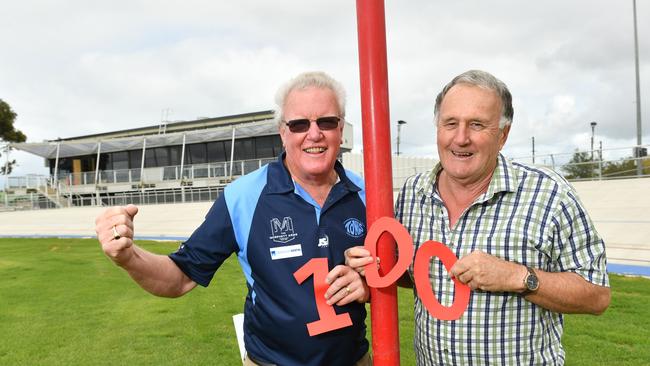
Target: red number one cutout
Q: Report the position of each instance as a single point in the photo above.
(423, 284)
(328, 319)
(404, 244)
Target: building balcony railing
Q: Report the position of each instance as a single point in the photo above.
(155, 175)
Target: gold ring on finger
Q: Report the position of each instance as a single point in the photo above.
(116, 235)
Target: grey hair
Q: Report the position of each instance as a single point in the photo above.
(484, 80)
(316, 79)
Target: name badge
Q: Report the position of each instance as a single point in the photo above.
(287, 251)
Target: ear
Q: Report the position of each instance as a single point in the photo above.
(504, 136)
(283, 131)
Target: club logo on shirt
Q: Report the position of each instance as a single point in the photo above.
(282, 231)
(354, 227)
(324, 241)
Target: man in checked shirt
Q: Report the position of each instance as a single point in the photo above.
(526, 246)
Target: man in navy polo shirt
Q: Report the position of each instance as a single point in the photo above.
(296, 215)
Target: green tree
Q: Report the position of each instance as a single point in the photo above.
(624, 168)
(8, 133)
(581, 165)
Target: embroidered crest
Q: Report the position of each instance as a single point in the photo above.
(282, 231)
(354, 227)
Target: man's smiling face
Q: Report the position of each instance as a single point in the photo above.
(468, 134)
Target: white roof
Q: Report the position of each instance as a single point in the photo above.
(70, 148)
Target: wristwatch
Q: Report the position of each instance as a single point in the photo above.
(531, 282)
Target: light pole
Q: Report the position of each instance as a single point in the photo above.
(593, 127)
(399, 130)
(639, 162)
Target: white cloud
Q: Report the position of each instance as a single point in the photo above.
(78, 67)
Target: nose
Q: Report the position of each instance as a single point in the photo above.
(461, 135)
(314, 132)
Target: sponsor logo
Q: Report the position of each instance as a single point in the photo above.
(354, 227)
(288, 251)
(323, 242)
(282, 231)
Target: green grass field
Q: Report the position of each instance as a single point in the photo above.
(63, 303)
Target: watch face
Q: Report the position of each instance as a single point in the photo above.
(532, 283)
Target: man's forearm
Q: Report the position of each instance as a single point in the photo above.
(567, 292)
(157, 274)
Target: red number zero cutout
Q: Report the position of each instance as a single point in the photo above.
(423, 284)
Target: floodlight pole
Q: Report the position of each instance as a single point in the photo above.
(373, 74)
(639, 161)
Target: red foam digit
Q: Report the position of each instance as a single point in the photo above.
(423, 284)
(404, 244)
(328, 319)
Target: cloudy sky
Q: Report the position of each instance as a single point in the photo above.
(71, 68)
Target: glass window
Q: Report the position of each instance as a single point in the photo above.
(216, 151)
(196, 154)
(244, 149)
(175, 155)
(149, 158)
(135, 159)
(120, 160)
(264, 147)
(162, 156)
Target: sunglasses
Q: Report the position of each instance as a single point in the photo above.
(303, 124)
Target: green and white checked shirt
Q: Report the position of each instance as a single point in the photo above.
(528, 215)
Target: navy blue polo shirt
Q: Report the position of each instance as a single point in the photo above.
(275, 227)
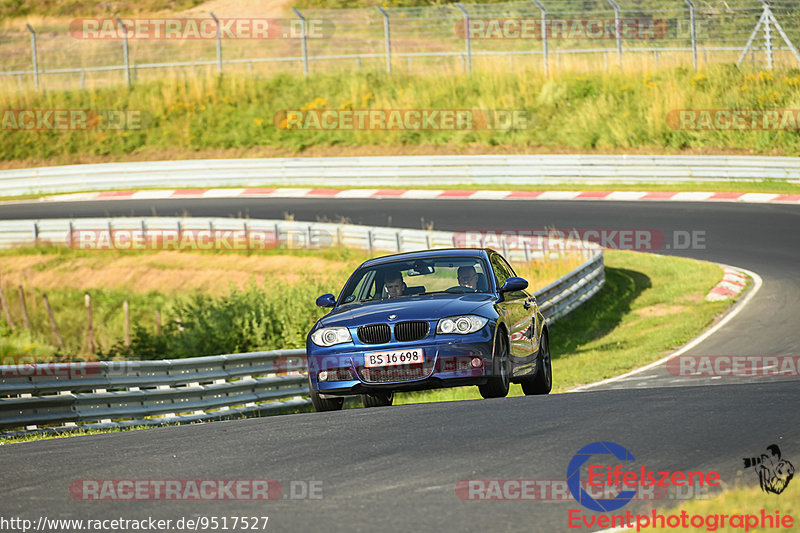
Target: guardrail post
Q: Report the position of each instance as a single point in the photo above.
(34, 57)
(387, 38)
(544, 36)
(219, 43)
(693, 24)
(467, 39)
(53, 323)
(125, 51)
(304, 39)
(618, 30)
(89, 326)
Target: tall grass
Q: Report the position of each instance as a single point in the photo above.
(611, 111)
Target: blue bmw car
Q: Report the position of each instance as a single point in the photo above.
(424, 320)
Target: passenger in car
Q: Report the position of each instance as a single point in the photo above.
(394, 284)
(467, 277)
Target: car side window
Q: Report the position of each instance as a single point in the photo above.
(501, 270)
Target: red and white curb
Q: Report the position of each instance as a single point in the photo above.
(427, 194)
(732, 284)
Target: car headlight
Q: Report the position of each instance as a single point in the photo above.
(461, 324)
(331, 336)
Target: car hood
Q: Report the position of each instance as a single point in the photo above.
(425, 307)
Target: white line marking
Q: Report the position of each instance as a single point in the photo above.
(737, 308)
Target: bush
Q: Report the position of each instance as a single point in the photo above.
(244, 321)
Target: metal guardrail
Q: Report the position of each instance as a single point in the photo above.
(392, 38)
(389, 171)
(133, 393)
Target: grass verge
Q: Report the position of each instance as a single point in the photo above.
(649, 306)
(765, 186)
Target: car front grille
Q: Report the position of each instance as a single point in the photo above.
(374, 333)
(387, 374)
(411, 331)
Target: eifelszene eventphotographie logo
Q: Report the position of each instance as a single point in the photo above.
(774, 472)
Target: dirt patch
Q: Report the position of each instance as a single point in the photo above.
(159, 154)
(251, 8)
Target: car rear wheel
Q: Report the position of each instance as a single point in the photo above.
(497, 386)
(542, 382)
(379, 399)
(323, 404)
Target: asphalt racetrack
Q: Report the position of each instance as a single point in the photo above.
(397, 468)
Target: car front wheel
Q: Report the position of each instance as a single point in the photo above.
(323, 404)
(497, 386)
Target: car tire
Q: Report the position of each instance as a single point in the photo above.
(380, 399)
(497, 386)
(542, 382)
(323, 404)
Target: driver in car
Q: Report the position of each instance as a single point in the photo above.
(467, 277)
(394, 284)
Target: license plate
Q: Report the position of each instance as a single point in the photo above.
(395, 357)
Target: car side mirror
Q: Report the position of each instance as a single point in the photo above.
(514, 284)
(328, 300)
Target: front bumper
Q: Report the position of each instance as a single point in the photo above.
(449, 361)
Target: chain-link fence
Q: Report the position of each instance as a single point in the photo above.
(550, 35)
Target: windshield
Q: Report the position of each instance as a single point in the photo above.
(411, 278)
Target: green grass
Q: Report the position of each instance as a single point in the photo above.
(586, 112)
(767, 186)
(649, 306)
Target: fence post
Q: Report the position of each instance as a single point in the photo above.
(6, 310)
(35, 59)
(387, 38)
(544, 36)
(219, 43)
(618, 30)
(693, 23)
(125, 51)
(53, 322)
(304, 39)
(466, 36)
(127, 313)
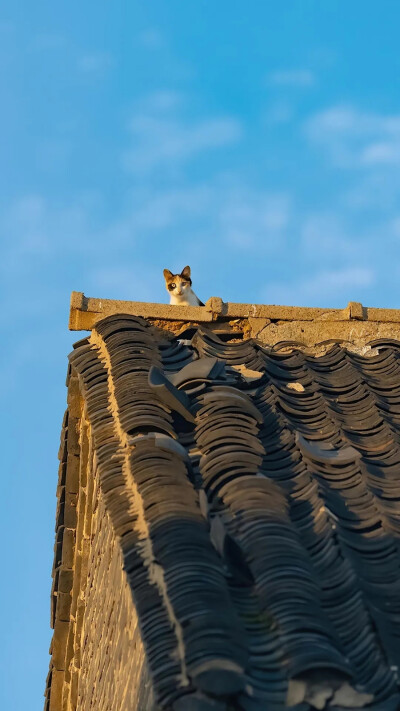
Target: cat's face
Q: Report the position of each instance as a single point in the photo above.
(178, 284)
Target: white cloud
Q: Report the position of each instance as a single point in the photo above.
(167, 142)
(292, 77)
(325, 236)
(250, 218)
(356, 139)
(162, 139)
(336, 286)
(95, 63)
(152, 38)
(138, 282)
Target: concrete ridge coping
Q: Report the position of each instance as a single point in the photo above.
(85, 311)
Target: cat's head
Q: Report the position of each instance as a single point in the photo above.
(178, 284)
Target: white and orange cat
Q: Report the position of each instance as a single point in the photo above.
(179, 287)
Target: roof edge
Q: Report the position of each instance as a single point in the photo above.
(85, 311)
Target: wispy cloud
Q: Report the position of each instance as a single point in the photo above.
(152, 38)
(161, 138)
(353, 138)
(249, 218)
(327, 287)
(292, 77)
(95, 63)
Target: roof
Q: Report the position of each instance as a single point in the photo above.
(255, 493)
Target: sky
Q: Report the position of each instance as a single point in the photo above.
(258, 142)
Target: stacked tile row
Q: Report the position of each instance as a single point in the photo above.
(254, 495)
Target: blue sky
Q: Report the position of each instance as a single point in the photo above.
(258, 142)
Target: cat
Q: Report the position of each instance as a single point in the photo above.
(179, 287)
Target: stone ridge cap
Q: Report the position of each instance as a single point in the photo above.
(86, 311)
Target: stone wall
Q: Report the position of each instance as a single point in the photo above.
(112, 670)
(98, 661)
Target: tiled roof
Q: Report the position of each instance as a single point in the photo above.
(256, 495)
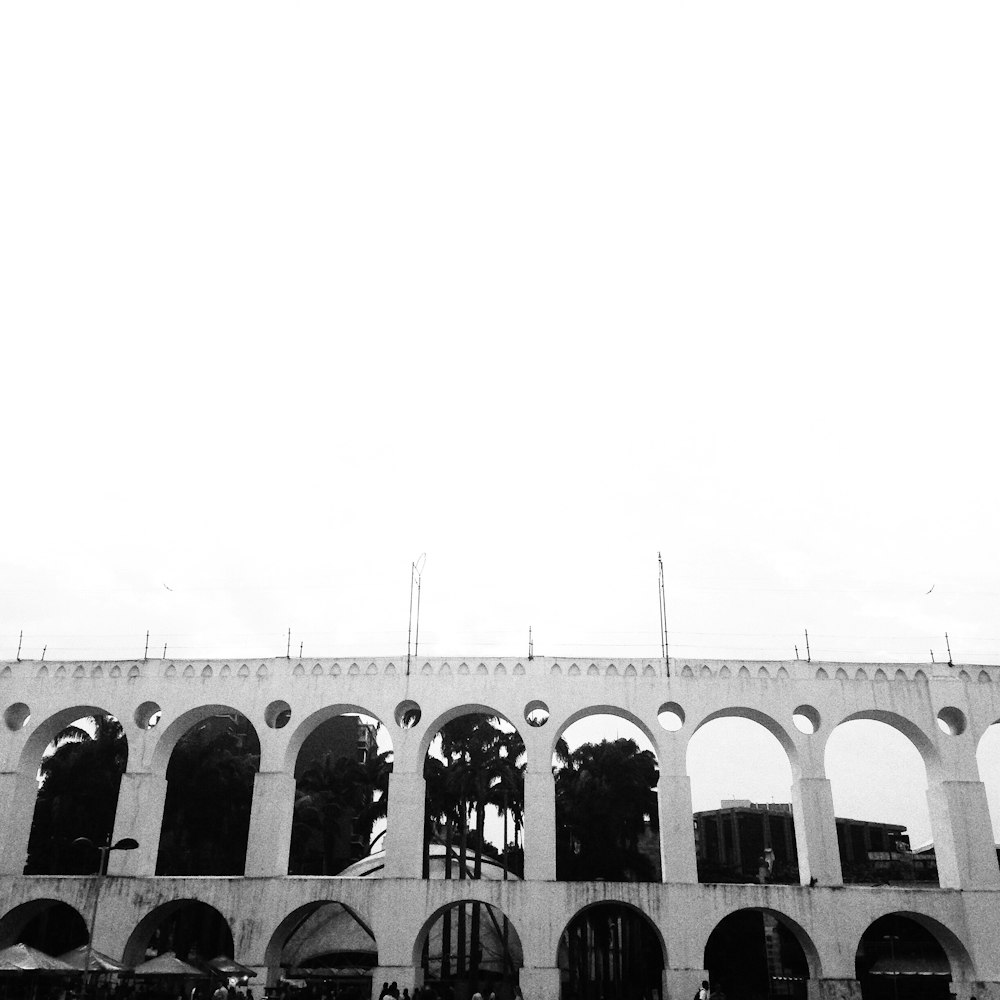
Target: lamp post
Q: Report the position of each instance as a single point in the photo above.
(125, 844)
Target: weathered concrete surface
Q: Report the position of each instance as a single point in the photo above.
(828, 920)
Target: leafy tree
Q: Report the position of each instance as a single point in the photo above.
(206, 815)
(605, 800)
(77, 797)
(337, 798)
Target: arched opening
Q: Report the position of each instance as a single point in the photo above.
(329, 947)
(755, 955)
(741, 793)
(607, 815)
(899, 959)
(610, 952)
(474, 805)
(879, 782)
(46, 924)
(188, 928)
(467, 947)
(78, 780)
(206, 814)
(341, 794)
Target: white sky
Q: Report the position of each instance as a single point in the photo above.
(291, 294)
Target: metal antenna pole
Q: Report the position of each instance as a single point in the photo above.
(409, 627)
(416, 634)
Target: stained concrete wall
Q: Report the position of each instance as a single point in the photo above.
(828, 918)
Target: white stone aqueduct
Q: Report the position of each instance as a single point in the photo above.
(828, 918)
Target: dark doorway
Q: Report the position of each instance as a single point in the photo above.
(898, 959)
(610, 952)
(752, 955)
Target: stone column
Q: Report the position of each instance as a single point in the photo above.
(404, 833)
(17, 793)
(677, 854)
(678, 862)
(963, 835)
(816, 831)
(139, 815)
(539, 825)
(270, 835)
(539, 983)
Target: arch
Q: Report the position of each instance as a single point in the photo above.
(955, 951)
(614, 710)
(316, 719)
(513, 943)
(183, 934)
(48, 729)
(296, 920)
(16, 925)
(730, 946)
(775, 728)
(924, 744)
(172, 734)
(470, 708)
(590, 955)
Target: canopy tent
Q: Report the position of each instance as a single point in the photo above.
(99, 962)
(229, 967)
(23, 958)
(168, 964)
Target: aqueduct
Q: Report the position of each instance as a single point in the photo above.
(944, 710)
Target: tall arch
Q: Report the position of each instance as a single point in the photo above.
(883, 814)
(759, 951)
(190, 928)
(473, 768)
(50, 925)
(79, 775)
(214, 756)
(745, 830)
(324, 933)
(606, 800)
(904, 955)
(611, 951)
(342, 789)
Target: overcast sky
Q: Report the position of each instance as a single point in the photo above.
(294, 293)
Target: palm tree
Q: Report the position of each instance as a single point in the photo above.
(209, 793)
(77, 796)
(605, 799)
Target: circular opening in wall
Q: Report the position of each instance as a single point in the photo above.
(147, 715)
(536, 713)
(806, 719)
(17, 716)
(407, 714)
(951, 721)
(278, 714)
(671, 716)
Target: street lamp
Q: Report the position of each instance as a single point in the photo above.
(125, 844)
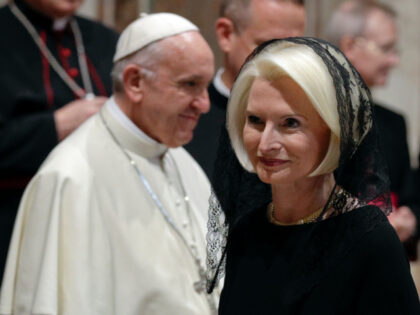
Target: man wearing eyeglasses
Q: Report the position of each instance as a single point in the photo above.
(241, 27)
(366, 32)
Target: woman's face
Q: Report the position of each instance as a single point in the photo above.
(284, 135)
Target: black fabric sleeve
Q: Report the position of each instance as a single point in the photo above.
(387, 286)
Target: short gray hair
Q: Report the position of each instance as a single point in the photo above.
(350, 19)
(308, 70)
(238, 11)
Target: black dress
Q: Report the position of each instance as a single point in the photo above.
(349, 264)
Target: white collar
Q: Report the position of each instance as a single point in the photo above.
(219, 85)
(155, 148)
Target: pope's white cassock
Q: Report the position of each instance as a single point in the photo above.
(89, 239)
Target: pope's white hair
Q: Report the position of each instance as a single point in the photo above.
(307, 69)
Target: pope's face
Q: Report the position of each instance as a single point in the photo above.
(56, 8)
(284, 136)
(176, 97)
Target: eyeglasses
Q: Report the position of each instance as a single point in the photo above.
(374, 47)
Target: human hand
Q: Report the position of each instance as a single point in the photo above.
(404, 222)
(73, 114)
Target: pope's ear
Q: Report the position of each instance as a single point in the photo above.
(133, 82)
(225, 30)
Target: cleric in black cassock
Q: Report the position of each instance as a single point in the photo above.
(32, 90)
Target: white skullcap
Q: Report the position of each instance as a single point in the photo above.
(150, 28)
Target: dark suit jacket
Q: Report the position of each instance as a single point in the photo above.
(393, 143)
(205, 142)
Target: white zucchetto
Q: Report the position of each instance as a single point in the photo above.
(150, 28)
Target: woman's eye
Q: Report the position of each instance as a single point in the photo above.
(291, 123)
(254, 119)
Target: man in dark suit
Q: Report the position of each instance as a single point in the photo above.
(242, 26)
(366, 32)
(55, 73)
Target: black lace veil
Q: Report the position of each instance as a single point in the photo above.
(361, 171)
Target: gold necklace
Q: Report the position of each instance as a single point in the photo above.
(308, 219)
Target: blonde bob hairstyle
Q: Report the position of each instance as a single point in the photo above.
(307, 69)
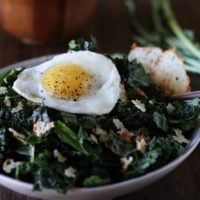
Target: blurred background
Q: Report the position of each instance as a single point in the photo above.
(32, 28)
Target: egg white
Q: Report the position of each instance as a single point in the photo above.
(100, 100)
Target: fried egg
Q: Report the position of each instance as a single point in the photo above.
(77, 82)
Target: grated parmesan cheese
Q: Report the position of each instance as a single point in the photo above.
(19, 107)
(103, 135)
(141, 144)
(138, 104)
(179, 137)
(122, 95)
(40, 127)
(16, 133)
(59, 156)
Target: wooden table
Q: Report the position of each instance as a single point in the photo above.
(111, 26)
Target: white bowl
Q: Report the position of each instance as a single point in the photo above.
(102, 192)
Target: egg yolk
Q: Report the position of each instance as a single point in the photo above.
(67, 81)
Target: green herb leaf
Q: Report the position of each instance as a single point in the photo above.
(69, 137)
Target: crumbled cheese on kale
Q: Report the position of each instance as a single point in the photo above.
(16, 133)
(59, 156)
(70, 172)
(126, 161)
(180, 137)
(138, 104)
(19, 107)
(3, 90)
(9, 165)
(40, 127)
(122, 95)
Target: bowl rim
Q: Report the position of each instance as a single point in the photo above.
(177, 161)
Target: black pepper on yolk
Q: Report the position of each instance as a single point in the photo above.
(67, 81)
....
Exercise objective
Reproduce only the lines between the line containing "Target: wooden table" and the last line of the records, those two lines included, exactly.

Task solution
Target: wooden table
Q: Report the position of each instance as a single point in the photo above.
(111, 26)
Target: white bowl
Q: Report the position of each instance as a single point in the photo above.
(102, 192)
Target: egg yolk
Q: Report the position of each instance as a single point in the photo above.
(67, 81)
Target: green herb leaf
Q: Report the position of each instance as a single point in the photo above.
(69, 137)
Target: crumbled cheese on kale
Q: Report the position of each instance as a single point in the photo above.
(16, 133)
(59, 156)
(70, 172)
(126, 161)
(180, 137)
(138, 104)
(19, 107)
(3, 90)
(9, 165)
(40, 127)
(122, 95)
Target: bowl rim
Q: Report the position of each instance as a single point in the photo above.
(177, 161)
Target: black pepper on yolk
Q: Report the position of each instance as a single point in the photo above.
(67, 81)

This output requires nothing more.